However, global heating also impacts public health in a more indirect manner. For it has caused an increase in both the severity and the frequency of extreme weather events (floods, wildfires, hurricanes and droughts), and these have severe and adverse impacts on public health. The way to avert these impacts, and thus to protect public health from them, is to mitigate humanity’s emissions of carbon dioxide, methane and other greenhouse gases such as nitrogen dioxide and CFCs (chloro-fluoro-carbons). This requires the introduction of renewable sources of energy, powered by solar, wind, tidal, hydro-electric or wave power, and policies that seek to phase out greenhouse gases. One of these policies is the planting of trees; another is the restoration of sea-grass (a bigger carbon sink than even rainforests): another is the preservation of coral reefs and the planting of coral. While some people advocate the introduction of nuclear energy, many environmental ethicists regard this as undesirable, because neither the waste products nor disused nuclear power stations can be made safe for the thousands of years needed for the half-lives of radioactive materials to pass without harm being caused to our successors.


The biodiversity crisis is also relevant to public health, but again in an indirect manner. For the loss of species and of green spaces widely has an adverse impact on the mental health of human beings, whereas their mental health is reinvigorated through association with wild species and their habitats. Thus there are grounds of public health, as well as many other grounds (such as ecosystem services and the intrinsic value of the flourishing of all creatures) for preserving and restoring as wide a range as possible of species accessible to most people in contemporary populations.

--- --- ---

◆ **Work request 1**
In the passage on climate and public health, what is called a bigger carbon sink than even rainforests?
◆ **Work request 2**
Decide whether each statement agrees with the passage on climate and public health, answering yes or no and quoting the words that settle it. (a) Many environmental ethicists consider nuclear energy undesirable. (b) The loss of species improves human mental health. (c) Tidal power is named as a renewable source of energy.
◆ **Work request 3**
Write the next part of the passage on climate and public health, following on from its final sentence.

--- --- ---

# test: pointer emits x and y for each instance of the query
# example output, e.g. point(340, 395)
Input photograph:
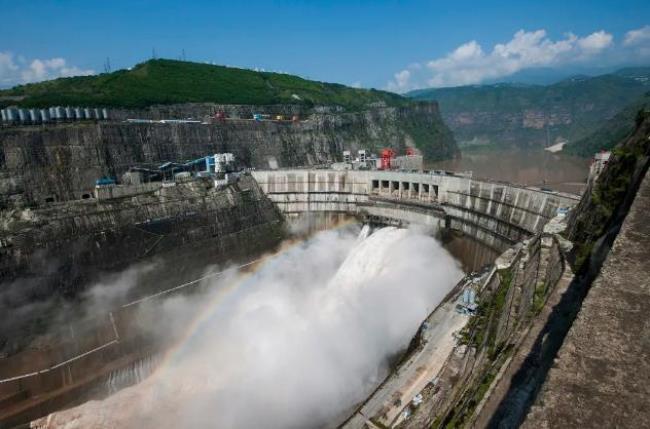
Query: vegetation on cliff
point(516, 115)
point(170, 81)
point(606, 202)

--- --- ---

◆ **Expected output 1**
Sea-grass.

◆ **Expected output 2**
(a) Yes: "many environmental ethicists regard this as undesirable"
(b) No: "the loss of species and of green spaces widely has an adverse impact on the mental health of human beings"
(c) Yes: "powered by solar, wind, tidal, hydro-electric or wave power"

◆ **Expected output 3**
3.Does it provide us with a new research perspective for dealing with the ethical relationship between humans and the environment, or does COVID-19 give people more opportunities to think about the relationship between the environment and humans? In the future, when it comes to protecting public health and safety and preventing potential threats, what advice do you think environmental ethics can provide us?


The research of environmental ethicists frequently provides new perspectives for dealingsof human being with the environment. So too does Covid19, but in different ways. Thus Covid19 draws attention to the spread of contagious diseases from animals; remedies suggest that human contacts with nonhuman animals should be limited, while nonhuman animals should not be farmed in large, insanitary units, as often happens at present. However, environmental ethics suggests, inter alia, that we should plan to satisfy the needs of future generations, both close and distant, and attempt to introduce sustainable patterns of farming and production that can satisfy those needs of all generations that are foreseeable. Sustainable practices are needed for agriculture, fisheries, forestry and other realms of social life. Environmental ethics further suggests that the habitats of all existing species should be preserved, both for the sake of people of our own generation, for that of future human generations, and for the sake of the species themselves. It also draws attention to the cycles of nature, such as ocean currents and prevailing winds, and encourages policies that preserve rather than subvert them. For example, the bacteria of shallow seas and of estuaries facilitate the transfer to terrestrial areas of iodine, vital (albeit in small quantities) for both human and animal health. There is thus a concern, on environmental grounds, to preserve such seas and estuaries. There are many further areas to which environmental ethics directs concern, such as the need to curtail and reduce plastic pollution in our rivers and seas, a form of pollution that is often fatal to riverine and marine life, and which indirectly impacts on human health too, as micro-plastics are inadvertently ingested while we eat sea-food, or swim in seas and rivers. There are further examples, but those already presented serve to illustrate the many new policy perspectives concerning the treatment of nature brought to the fore by environmental ethics.